# [TASK TO CARRY OUT]
Each record needs to be echoed exactly; can you do that?

Some records:
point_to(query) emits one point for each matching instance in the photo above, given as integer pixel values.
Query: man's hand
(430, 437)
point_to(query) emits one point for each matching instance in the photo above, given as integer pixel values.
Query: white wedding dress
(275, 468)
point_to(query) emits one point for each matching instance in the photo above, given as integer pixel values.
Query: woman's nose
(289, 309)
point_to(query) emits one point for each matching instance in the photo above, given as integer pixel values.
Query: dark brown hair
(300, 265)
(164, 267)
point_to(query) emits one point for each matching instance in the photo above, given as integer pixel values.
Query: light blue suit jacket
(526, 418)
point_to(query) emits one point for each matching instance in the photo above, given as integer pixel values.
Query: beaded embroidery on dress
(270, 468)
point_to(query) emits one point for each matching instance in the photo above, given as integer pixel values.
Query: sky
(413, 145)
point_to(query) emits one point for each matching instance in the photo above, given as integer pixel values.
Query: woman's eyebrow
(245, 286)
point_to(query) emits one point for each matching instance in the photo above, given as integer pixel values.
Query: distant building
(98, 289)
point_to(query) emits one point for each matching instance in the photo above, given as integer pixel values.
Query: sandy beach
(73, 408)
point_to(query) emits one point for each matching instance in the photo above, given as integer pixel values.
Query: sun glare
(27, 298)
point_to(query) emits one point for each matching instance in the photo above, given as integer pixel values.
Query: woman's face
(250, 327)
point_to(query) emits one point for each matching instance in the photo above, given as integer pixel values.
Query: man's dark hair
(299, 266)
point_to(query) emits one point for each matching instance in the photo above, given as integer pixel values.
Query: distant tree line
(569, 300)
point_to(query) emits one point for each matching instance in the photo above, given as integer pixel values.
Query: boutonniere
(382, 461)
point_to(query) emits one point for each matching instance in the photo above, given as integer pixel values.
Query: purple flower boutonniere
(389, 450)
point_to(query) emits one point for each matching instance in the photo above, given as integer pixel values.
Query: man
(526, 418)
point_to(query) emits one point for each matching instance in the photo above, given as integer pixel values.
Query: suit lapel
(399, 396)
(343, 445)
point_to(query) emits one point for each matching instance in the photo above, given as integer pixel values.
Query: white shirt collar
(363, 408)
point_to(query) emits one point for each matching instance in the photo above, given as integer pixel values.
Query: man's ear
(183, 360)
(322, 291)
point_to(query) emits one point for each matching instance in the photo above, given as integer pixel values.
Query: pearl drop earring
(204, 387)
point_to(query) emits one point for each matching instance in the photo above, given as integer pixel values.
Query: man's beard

# [EXERCISE RESPONSE]
point_to(query) emits one point for each matching instance in the photo above, given as integer pixel values.
Query: man's hand
(430, 437)
point_to(query) emits one point for each matching instance in the photo above, given as integer pixel values.
Query: white wedding dress
(275, 468)
point_to(query) emits one point for each matching instance in the photo above, given as integer pixel values.
Query: woman's nose
(289, 309)
point_to(query) emits one point for each matching instance in the photo above, given as integer pixel values.
Query: dark brown hair
(300, 265)
(164, 267)
point_to(query) emits one point for each matching instance in the photo above, given as integer pixel values.
Query: light blue suit jacket
(526, 418)
point_to(query) emits one point for each matching instance in the photo above, given as integer pixel values.
Query: beaded embroidery on dress
(270, 468)
point_to(query) emits one point for each matching instance in the photo above, given as integer pixel values.
Query: sky
(413, 145)
point_to(query) emits one point for each matching instance in the photo above, given as integer pixel values.
Query: woman's eyebrow
(245, 286)
point_to(query) emits one point for each matching instance in the photo above, given as integer pixel values.
Query: distant building
(98, 289)
point_to(query) emits one point for each matching instance in the photo above, given as integer pixel values.
Query: sandy beach
(73, 408)
point_to(query) emits one point for each matching instance in the photo above, given as integer pixel values.
Query: sun glare
(27, 298)
point_to(query) emits one point for each matching instance in the photo above, given as integer pixel values.
Query: woman's face
(250, 327)
point_to(query) emits one point for each matching instance in the photo above, given as integer pixel values.
Query: man's dark hair
(299, 266)
point_to(query) emits one point for each matching instance in the photo above, given as integer pixel values.
Query: distant tree line
(569, 300)
point_to(query) emits one point for each matching instance in the photo above, given as integer pixel values.
Query: boutonniere
(382, 461)
point_to(query) emits one point for each matching instance in the photo above, given as integer pixel values.
Query: purple flower boutonniere
(389, 450)
point_to(query) emits one point for each matching instance in the photo above, given as integer pixel values.
Query: man
(526, 418)
point_to(query) emits one point for each matching instance in the photo above, given as integer pixel values.
Query: suit lapel
(399, 396)
(343, 445)
point_to(query) emits one point for each matching instance in the photo above, given as integer pixel values.
Query: white shirt collar
(363, 408)
point_to(query) emits one point for each matching instance in the photo above, given as integer pixel values.
Query: man's ear
(183, 360)
(322, 291)
point_to(query) emits one point for each matching instance in the photo above, given as integer pixel values.
Query: pearl drop earring
(204, 387)
point_to(query) emits one point for each matching instance in the photo above, given as integer pixel values.
Query: man's beard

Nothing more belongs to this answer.